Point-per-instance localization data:
%%

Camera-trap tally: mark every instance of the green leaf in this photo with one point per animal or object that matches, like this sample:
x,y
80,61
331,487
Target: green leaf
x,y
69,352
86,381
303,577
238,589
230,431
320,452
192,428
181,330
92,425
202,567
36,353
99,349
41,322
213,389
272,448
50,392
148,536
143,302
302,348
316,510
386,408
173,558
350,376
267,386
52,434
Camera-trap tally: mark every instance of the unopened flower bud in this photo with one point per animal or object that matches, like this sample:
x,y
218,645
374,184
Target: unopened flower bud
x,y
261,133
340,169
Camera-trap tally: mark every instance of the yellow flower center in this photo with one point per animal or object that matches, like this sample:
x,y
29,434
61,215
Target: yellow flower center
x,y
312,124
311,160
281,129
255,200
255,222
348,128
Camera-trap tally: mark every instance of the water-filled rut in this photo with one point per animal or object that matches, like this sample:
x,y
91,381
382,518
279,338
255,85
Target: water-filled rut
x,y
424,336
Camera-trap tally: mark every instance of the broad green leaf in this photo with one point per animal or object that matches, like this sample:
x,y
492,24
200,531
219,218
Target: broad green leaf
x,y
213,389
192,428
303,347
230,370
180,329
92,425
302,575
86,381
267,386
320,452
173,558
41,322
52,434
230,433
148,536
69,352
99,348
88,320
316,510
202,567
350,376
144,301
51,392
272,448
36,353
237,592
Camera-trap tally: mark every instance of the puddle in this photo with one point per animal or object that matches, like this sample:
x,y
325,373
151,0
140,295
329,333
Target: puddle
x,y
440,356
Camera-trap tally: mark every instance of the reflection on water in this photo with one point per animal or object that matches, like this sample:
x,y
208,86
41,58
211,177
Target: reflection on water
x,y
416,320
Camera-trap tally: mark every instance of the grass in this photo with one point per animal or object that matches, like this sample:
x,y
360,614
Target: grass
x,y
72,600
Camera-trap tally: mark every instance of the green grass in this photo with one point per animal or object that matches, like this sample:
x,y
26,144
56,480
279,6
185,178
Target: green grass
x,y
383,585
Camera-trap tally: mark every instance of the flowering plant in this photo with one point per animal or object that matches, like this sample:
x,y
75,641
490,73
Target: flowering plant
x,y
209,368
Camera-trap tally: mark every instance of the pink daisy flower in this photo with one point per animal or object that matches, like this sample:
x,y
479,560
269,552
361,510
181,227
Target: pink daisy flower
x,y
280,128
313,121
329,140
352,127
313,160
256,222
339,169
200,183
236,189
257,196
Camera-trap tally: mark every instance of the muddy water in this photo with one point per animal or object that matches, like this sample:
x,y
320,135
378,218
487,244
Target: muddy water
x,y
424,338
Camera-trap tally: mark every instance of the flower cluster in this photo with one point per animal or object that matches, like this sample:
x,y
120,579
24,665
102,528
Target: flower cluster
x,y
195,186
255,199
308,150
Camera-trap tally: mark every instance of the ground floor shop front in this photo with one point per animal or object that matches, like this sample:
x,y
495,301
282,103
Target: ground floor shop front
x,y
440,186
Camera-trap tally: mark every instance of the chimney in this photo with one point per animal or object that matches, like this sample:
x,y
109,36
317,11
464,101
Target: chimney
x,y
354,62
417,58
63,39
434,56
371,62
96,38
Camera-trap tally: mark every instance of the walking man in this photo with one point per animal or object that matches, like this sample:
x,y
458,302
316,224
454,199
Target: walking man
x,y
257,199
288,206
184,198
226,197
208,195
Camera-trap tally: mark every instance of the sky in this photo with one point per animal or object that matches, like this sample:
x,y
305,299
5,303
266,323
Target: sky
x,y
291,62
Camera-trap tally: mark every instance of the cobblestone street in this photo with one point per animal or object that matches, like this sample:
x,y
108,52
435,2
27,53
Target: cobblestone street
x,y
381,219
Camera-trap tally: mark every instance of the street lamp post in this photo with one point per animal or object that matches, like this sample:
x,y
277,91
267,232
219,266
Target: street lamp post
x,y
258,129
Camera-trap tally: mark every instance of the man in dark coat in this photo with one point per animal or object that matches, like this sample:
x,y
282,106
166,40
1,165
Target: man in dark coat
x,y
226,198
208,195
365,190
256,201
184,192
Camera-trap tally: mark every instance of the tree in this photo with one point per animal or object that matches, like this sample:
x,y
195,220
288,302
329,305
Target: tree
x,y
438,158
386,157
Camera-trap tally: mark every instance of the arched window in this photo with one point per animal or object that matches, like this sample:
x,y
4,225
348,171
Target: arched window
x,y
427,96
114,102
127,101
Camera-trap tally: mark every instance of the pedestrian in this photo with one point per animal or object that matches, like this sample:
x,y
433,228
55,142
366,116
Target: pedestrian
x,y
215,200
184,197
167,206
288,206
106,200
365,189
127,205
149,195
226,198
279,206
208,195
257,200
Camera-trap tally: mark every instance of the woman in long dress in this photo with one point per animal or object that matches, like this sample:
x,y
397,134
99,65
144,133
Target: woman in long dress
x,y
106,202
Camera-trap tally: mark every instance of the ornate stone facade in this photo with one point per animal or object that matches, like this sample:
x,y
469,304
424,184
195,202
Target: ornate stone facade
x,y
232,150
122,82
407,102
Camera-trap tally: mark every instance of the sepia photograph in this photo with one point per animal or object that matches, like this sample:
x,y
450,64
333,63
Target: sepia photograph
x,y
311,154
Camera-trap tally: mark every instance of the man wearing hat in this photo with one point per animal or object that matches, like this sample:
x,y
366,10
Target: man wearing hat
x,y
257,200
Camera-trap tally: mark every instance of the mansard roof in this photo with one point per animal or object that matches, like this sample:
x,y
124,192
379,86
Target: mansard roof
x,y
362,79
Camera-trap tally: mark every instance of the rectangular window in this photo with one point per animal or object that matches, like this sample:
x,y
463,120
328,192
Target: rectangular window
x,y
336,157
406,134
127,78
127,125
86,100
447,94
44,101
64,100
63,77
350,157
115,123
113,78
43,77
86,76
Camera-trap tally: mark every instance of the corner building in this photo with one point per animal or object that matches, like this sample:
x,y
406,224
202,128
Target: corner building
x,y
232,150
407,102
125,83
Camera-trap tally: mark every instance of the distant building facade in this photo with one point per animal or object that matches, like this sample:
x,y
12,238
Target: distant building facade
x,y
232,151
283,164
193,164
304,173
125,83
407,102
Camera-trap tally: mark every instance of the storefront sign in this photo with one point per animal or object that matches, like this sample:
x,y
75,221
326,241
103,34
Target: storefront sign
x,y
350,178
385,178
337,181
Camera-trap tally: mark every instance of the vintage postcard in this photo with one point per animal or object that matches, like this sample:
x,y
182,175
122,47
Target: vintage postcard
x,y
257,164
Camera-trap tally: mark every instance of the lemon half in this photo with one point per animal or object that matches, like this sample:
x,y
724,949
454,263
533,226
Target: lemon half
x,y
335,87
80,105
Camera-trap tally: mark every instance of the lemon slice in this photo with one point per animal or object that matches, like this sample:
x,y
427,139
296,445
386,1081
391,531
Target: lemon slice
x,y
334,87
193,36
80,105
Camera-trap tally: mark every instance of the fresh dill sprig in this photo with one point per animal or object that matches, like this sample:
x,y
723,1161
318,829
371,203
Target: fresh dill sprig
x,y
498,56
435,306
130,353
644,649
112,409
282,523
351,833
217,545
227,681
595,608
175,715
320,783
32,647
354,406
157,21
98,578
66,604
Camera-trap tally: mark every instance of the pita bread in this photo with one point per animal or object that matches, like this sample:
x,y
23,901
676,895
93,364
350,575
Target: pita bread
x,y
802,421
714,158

%%

Directions for this task>
Print all of the lines above so that each one matches its original exactly.

Exercise answer>
Camera-trap tally: mark every instance of the green leaf in this photo with one point per animal or object that matches, like this sample:
x,y
80,61
331,487
Target: green leaf
x,y
69,352
86,381
303,577
238,589
230,431
320,452
192,428
181,330
92,425
202,567
36,353
99,349
41,322
213,389
272,448
50,392
148,536
143,302
302,348
316,510
386,408
173,558
350,376
267,386
52,434
Camera-trap tally: mark every instance of the unopened flower bud in this photo with one point per animal or object that matches, like this sample:
x,y
218,645
374,184
Target: unopened flower bud
x,y
261,133
340,169
Camera-trap tally: mark every instance of the yellow flower center in this photo with one point per animal or object that matches, like this sample:
x,y
29,434
61,215
Target: yellow flower center
x,y
312,124
311,160
281,129
255,200
255,222
348,128
Camera-trap tally: mark every instance of the water-filled rut in this photo with one point per animal or object that matches, like this sample:
x,y
91,381
382,518
279,338
255,85
Target: water-filled rut
x,y
424,336
Camera-trap tally: mark every instance of the broad green leaf in this photo with one point per animal or object that matches, like this sample:
x,y
492,24
200,531
219,218
Target: broad green leaf
x,y
213,389
192,428
303,347
230,370
180,329
92,425
302,575
86,381
267,386
320,452
173,558
41,322
52,434
230,433
148,536
69,352
99,348
88,320
316,510
202,567
350,376
144,301
51,392
272,448
36,353
237,592
Camera-trap tally: mark every instance of the puddle in this photo with one point per animal or object that matches, like this sample:
x,y
325,373
151,0
140,295
329,333
Target: puddle
x,y
440,356
Camera-trap tally: mark every instance of the reflection on water in this photo with one point per animal or object that matches, like this sample:
x,y
208,86
41,58
211,177
Target: reflection on water
x,y
416,320
Camera-trap tally: mark every instance of the grass in this photo with one point per animal or object that matches, like this sample:
x,y
360,614
Target: grass
x,y
72,600
Camera-trap tally: mark every instance of the green grass in this photo with one point per animal or object that matches, like this sample:
x,y
26,144
56,480
279,6
185,178
Target: green grass
x,y
383,585
Camera-trap tally: mark every instance of the flowering plant in this photo with one point per animal or object that matches, like this sample:
x,y
75,641
490,73
Target: flowering plant
x,y
209,368
Camera-trap tally: mark every instance of the pink daisy flower in this photo with one point per animal or object that matches, like this sample:
x,y
479,560
269,552
361,510
181,227
Target: pink daisy flower
x,y
280,128
313,121
329,140
352,127
313,160
256,222
339,169
200,183
236,189
257,196
Camera-trap tally: mark every instance of the muddy water in this photo with one point per animal or object that matches, like this sample:
x,y
320,135
378,218
487,244
Target: muddy water
x,y
424,338
Camera-trap tally: mark every instance of the flower cluster in this photo with one point per animal or object that matches, like this sample:
x,y
120,579
24,665
102,528
Target: flower cluster
x,y
195,186
255,199
308,150
Camera-trap tally: mark every instance of the ground floor shop front in this photo with one point per animal or object that matches, like this sample:
x,y
495,301
282,103
Target: ground floor shop front
x,y
440,186
Camera-trap tally: mark every instance of the chimney in this photo with one point per animal or object that matches, like this sample:
x,y
109,36
317,11
464,101
Target: chimney
x,y
354,62
417,58
63,39
434,56
371,62
96,38
Camera-trap tally: mark every instance of the walking man in this photo with one point per animal or object that matches, like this sample:
x,y
458,302
316,224
454,199
Target: walking man
x,y
257,199
288,206
184,198
226,197
208,195
Camera-trap tally: mark every instance of the sky in this photo with one point per animal or object that matches, like this sample:
x,y
305,299
5,303
266,323
Target: sky
x,y
291,62
Camera-trap tally: mark every instance of the cobblestone street in this photo with one point per animal or object that matches, like this sample:
x,y
108,52
435,2
27,53
Target: cobblestone street
x,y
381,219
Camera-trap tally: mark every instance of the street lamp post in this photo with one point per animal or object that matches, like this sample:
x,y
277,91
267,232
219,266
Target: street lamp post
x,y
258,129
Camera-trap tally: mark every instance of the man in dark coat in this photo with one point per animal or object that matches, like this sample:
x,y
282,106
166,40
1,165
Target: man in dark coat
x,y
226,198
208,195
365,190
256,201
184,192
Camera-trap tally: mark every instance of the tree in this photo with one point per animal or object that matches, like this sample:
x,y
195,220
288,302
329,305
Target: tree
x,y
438,158
386,157
Camera-trap tally: mark every instance of the arched window in this photo with one point per animal or object that matches, like this sample:
x,y
4,225
348,171
Target: arched window
x,y
427,96
114,102
127,101
Camera-trap tally: mark every instance of the pedestrian in this photo with one point per animal or object that matches, like this sample:
x,y
433,228
55,142
366,116
Target: pedestrian
x,y
215,200
184,197
167,206
288,206
106,200
365,189
127,205
149,195
226,198
279,206
208,195
257,200
Camera-trap tally: mark every instance of the woman in long dress in this photo with one point per animal or object that matches, like this sample:
x,y
397,134
99,65
144,133
Target: woman in long dress
x,y
106,202
Camera-trap tally: mark every instance of the ornate stone facade in this photo with one point per animal or object that matches, like this sample:
x,y
469,304
424,184
195,202
Target: ornate stone facade
x,y
232,150
122,82
407,102
Camera-trap tally: mark every instance of the sepia photograph in this photo with one point per animal or object that matches, like this sample:
x,y
450,64
333,63
Target: sepia photograph
x,y
311,154
Camera-trap tally: mark every instance of the man wearing hat in this photo with one point per animal or object that matches, like this sample:
x,y
366,10
Target: man wearing hat
x,y
257,200
Camera-trap tally: mark every instance of the mansard roof in this photo with one point per animal or object that matches, like this sample:
x,y
124,192
379,86
Target: mansard roof
x,y
362,79
Camera-trap tally: mark every instance of the rectangular window in this photo with one point per animal or object that matches, like this sample:
x,y
463,120
328,192
Target: rectangular window
x,y
336,157
406,134
127,78
127,125
86,100
447,94
44,101
64,100
63,77
350,157
115,123
113,78
43,77
86,76
Camera-trap tally: mark every instance of the corner building in this photo with one point per animal or object that matches, like this sample:
x,y
406,224
202,128
Target: corner building
x,y
232,150
407,102
125,83
Camera-trap tally: mark every instance of the distant building facade in this photo with one point per animal or object that matches, like this sample:
x,y
12,238
Target: distant building facade
x,y
232,151
283,164
193,164
304,173
125,83
407,102
Camera-trap tally: mark every instance of the storefront sign in this photo with one point per animal or object that matches, like this sample:
x,y
75,221
326,241
103,34
Target: storefront sign
x,y
350,178
385,178
337,181
Camera-trap tally: mark every instance of the vintage postcard in this photo with one point per animal or object that matches, like this sample:
x,y
182,175
122,47
Target: vintage postcard
x,y
257,164
Camera-trap tally: mark every instance of the lemon half in this photo with one point per animal or object that matches, like this sample:
x,y
724,949
454,263
533,226
Target: lemon half
x,y
335,87
80,105
Camera-trap tally: mark every instance of the lemon slice in this photo with one point per animal or object that matches, like this sample:
x,y
427,139
296,445
386,1081
391,531
Target: lemon slice
x,y
334,87
193,36
80,105
Camera-trap tally: mark every instance of the fresh dill sprig in this photo with one point per animal or object that matches, like this sample:
x,y
723,1161
318,829
371,203
Target: fresh dill sprig
x,y
498,56
435,306
130,353
644,649
112,409
282,523
351,833
217,545
227,681
595,608
175,715
320,783
32,647
354,406
157,21
98,578
66,604
Camera-trap tally: mark every instance of the pita bread in this photo with one point per animal or object that matches, like this sample:
x,y
23,901
676,895
93,364
350,575
Target: pita bread
x,y
802,421
714,158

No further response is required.